___ RECORD EXCERPTS ___
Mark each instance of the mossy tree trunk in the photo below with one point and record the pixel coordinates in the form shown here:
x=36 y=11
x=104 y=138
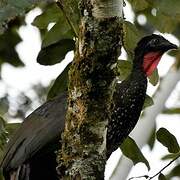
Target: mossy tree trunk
x=91 y=77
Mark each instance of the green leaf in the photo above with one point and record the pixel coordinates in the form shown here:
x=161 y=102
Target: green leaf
x=3 y=135
x=130 y=38
x=175 y=172
x=161 y=177
x=168 y=140
x=55 y=53
x=152 y=138
x=170 y=156
x=8 y=54
x=130 y=149
x=13 y=8
x=123 y=69
x=71 y=9
x=61 y=30
x=60 y=84
x=139 y=5
x=171 y=8
x=156 y=21
x=51 y=14
x=154 y=78
x=148 y=102
x=171 y=111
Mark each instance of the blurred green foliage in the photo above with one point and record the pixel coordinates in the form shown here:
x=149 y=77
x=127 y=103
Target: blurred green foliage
x=58 y=25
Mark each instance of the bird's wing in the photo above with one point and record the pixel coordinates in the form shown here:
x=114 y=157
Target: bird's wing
x=38 y=129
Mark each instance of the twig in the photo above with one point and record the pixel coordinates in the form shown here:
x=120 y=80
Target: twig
x=164 y=167
x=159 y=172
x=145 y=176
x=60 y=5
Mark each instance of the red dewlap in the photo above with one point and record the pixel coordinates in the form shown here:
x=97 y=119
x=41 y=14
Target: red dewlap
x=151 y=60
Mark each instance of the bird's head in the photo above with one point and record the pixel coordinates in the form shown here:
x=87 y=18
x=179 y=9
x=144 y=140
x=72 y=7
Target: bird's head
x=149 y=51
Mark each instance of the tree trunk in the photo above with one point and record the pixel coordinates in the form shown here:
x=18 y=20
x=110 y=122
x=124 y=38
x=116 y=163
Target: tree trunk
x=91 y=77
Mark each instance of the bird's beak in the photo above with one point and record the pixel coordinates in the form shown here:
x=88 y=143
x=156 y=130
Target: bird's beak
x=166 y=45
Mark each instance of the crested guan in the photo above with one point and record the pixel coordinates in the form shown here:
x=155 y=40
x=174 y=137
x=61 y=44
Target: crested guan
x=129 y=96
x=30 y=152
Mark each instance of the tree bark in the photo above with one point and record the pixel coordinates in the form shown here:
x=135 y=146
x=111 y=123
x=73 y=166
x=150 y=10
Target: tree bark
x=91 y=77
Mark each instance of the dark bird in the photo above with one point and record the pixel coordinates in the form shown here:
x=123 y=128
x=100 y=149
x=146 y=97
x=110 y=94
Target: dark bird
x=30 y=153
x=129 y=96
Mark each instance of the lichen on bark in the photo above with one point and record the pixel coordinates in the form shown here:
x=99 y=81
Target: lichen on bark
x=91 y=77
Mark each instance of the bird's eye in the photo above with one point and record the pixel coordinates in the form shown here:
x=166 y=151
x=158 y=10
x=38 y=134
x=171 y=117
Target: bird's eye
x=155 y=41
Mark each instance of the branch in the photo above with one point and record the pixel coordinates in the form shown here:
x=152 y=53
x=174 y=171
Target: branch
x=159 y=172
x=83 y=154
x=147 y=121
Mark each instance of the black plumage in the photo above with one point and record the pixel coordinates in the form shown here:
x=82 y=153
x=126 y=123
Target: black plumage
x=129 y=96
x=30 y=154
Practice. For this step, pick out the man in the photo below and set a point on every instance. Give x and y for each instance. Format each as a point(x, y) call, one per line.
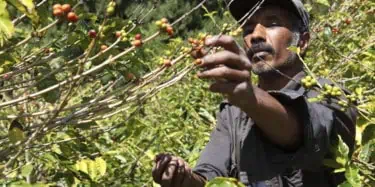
point(266, 134)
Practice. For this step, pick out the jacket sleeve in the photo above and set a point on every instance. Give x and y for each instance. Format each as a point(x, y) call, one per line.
point(215, 158)
point(321, 123)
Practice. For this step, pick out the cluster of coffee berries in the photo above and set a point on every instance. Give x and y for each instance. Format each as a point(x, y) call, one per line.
point(164, 25)
point(198, 61)
point(167, 62)
point(333, 91)
point(92, 33)
point(122, 35)
point(308, 82)
point(343, 104)
point(111, 8)
point(65, 9)
point(236, 32)
point(225, 28)
point(352, 97)
point(137, 42)
point(103, 47)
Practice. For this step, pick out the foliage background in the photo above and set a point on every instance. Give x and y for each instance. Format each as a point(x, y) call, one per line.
point(178, 119)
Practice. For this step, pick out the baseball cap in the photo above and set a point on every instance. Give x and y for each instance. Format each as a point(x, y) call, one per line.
point(239, 8)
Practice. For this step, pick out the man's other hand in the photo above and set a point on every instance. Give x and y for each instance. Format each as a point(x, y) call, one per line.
point(172, 171)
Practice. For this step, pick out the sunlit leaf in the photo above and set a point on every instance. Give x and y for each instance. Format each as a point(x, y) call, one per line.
point(26, 169)
point(6, 25)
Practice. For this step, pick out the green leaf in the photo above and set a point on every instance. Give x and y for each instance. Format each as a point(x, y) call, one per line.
point(367, 151)
point(6, 25)
point(15, 132)
point(27, 7)
point(345, 184)
point(26, 169)
point(352, 175)
point(332, 163)
point(368, 134)
point(101, 165)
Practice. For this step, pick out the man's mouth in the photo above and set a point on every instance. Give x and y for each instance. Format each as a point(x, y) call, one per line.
point(259, 56)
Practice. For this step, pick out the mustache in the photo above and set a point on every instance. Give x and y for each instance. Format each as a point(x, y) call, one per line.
point(258, 48)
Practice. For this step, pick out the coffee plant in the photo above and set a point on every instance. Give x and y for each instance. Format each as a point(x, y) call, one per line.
point(91, 91)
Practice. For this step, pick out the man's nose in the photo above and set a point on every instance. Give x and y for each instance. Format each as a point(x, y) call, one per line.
point(259, 34)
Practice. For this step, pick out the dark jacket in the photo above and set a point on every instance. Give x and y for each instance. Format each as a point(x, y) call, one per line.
point(260, 160)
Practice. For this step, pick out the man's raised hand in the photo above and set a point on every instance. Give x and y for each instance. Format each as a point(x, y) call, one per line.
point(172, 171)
point(231, 68)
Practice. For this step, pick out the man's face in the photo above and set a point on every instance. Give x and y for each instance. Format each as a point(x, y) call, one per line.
point(267, 35)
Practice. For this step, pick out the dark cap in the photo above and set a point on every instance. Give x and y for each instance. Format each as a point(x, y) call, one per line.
point(239, 8)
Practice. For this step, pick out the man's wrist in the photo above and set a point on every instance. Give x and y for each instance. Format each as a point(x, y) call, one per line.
point(197, 180)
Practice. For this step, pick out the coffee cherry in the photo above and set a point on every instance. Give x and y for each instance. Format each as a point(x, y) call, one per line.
point(158, 23)
point(138, 37)
point(110, 10)
point(92, 33)
point(137, 43)
point(58, 12)
point(167, 63)
point(103, 47)
point(348, 21)
point(72, 17)
point(164, 20)
point(335, 30)
point(66, 8)
point(169, 29)
point(6, 76)
point(56, 6)
point(118, 34)
point(130, 76)
point(198, 61)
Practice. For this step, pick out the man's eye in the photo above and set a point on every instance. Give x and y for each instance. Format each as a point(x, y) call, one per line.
point(248, 30)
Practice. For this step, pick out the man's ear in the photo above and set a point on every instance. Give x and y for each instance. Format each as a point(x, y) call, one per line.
point(304, 42)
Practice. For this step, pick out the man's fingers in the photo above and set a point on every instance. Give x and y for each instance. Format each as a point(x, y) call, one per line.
point(160, 167)
point(179, 174)
point(227, 58)
point(169, 173)
point(224, 72)
point(225, 41)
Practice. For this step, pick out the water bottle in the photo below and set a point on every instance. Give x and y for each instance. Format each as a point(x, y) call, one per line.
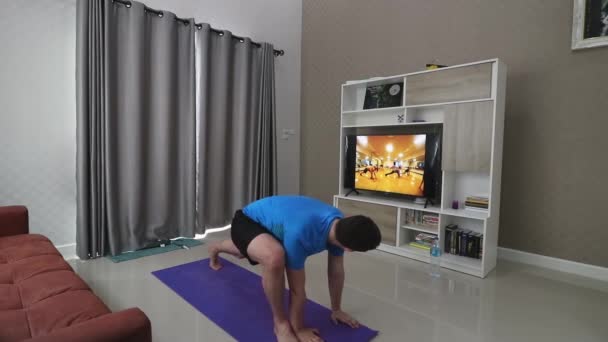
point(435, 258)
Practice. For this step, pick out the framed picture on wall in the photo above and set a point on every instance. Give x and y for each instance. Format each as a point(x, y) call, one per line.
point(590, 24)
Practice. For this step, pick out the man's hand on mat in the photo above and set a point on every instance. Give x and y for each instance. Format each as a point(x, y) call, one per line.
point(339, 316)
point(309, 335)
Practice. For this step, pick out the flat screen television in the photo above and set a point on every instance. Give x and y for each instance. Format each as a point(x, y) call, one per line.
point(403, 164)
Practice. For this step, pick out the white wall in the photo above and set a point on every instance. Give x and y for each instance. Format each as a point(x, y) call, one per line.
point(37, 96)
point(38, 113)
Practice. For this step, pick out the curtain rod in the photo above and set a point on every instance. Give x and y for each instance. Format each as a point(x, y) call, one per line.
point(160, 14)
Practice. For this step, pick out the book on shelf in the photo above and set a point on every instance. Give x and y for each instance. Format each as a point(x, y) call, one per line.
point(477, 202)
point(426, 238)
point(481, 210)
point(420, 246)
point(463, 242)
point(420, 218)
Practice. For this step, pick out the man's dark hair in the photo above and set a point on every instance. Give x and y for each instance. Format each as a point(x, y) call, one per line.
point(358, 233)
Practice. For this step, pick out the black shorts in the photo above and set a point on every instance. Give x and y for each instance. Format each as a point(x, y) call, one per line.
point(243, 231)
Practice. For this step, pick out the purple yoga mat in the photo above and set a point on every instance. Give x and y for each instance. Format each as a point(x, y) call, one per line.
point(233, 298)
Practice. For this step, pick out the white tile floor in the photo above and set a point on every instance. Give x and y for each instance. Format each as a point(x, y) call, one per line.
point(393, 295)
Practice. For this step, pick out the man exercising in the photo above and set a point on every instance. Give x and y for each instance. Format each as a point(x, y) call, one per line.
point(279, 233)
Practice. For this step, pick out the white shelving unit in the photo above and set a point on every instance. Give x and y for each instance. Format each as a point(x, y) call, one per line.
point(468, 100)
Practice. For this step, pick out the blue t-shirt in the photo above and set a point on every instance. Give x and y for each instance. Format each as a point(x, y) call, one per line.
point(301, 223)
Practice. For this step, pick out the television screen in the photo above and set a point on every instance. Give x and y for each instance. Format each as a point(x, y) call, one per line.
point(391, 163)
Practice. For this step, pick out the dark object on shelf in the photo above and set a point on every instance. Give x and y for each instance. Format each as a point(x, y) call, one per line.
point(433, 66)
point(383, 96)
point(454, 204)
point(463, 242)
point(351, 191)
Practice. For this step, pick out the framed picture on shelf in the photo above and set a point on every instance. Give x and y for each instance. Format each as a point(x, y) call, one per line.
point(590, 24)
point(383, 96)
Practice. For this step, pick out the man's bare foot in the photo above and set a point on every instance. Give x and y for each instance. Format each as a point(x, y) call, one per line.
point(284, 332)
point(214, 261)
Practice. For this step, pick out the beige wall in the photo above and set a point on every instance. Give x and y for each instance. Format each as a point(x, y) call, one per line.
point(555, 186)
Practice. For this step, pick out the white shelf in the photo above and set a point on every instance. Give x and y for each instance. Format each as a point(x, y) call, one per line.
point(373, 110)
point(479, 215)
point(427, 95)
point(448, 103)
point(460, 261)
point(372, 125)
point(396, 78)
point(394, 203)
point(421, 229)
point(399, 124)
point(424, 123)
point(418, 251)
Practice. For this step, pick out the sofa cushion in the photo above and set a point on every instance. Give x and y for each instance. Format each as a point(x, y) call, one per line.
point(9, 297)
point(64, 310)
point(55, 283)
point(14, 325)
point(39, 291)
point(33, 266)
point(16, 240)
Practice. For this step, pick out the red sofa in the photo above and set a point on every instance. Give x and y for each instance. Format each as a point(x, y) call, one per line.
point(42, 299)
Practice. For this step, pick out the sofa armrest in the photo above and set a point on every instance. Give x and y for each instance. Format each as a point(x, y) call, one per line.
point(13, 220)
point(130, 325)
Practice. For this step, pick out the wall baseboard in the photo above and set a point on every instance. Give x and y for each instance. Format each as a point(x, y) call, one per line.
point(562, 265)
point(68, 251)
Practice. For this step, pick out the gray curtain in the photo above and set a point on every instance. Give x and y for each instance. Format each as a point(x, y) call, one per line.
point(236, 138)
point(136, 127)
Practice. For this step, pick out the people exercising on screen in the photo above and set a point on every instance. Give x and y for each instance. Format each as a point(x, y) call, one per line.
point(395, 169)
point(371, 170)
point(279, 233)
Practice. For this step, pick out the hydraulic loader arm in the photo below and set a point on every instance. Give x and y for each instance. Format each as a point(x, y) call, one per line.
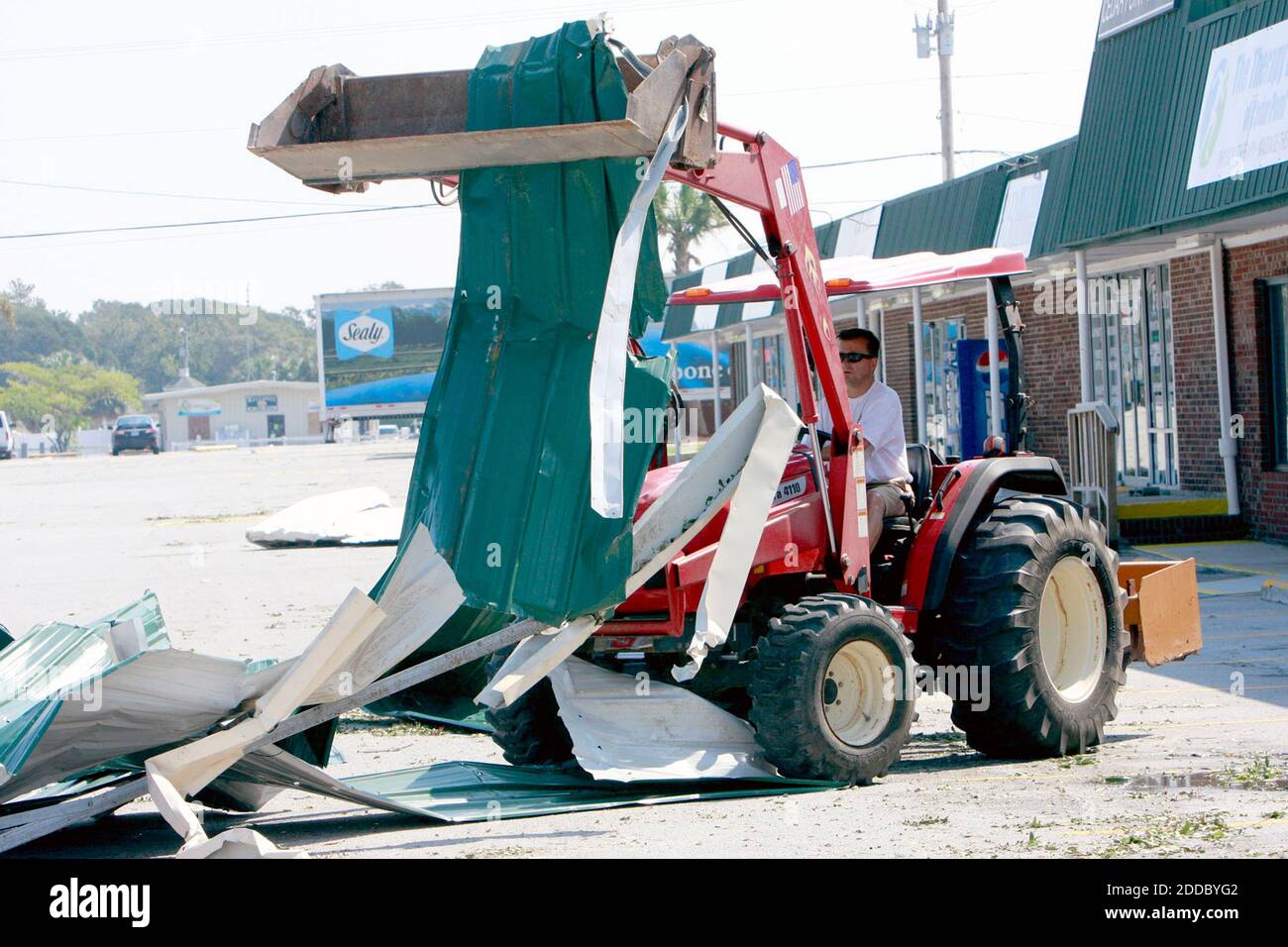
point(768, 179)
___
→ **TASK PROMPT**:
For this answer, return word for word the lines from the first line of the records through the line containing "x=161 y=102". Omit the pictures.

→ **ANSWER BOX**:
Mark each instance of the mossy tree trunk in the photo below with one point and record the pixel coordinates in the form shown here:
x=36 y=11
x=104 y=138
Target: mossy tree trunk
x=91 y=77
Mark each instance of the green leaf in the photo above with one point and record the pixel coordinates in the form shown here:
x=161 y=102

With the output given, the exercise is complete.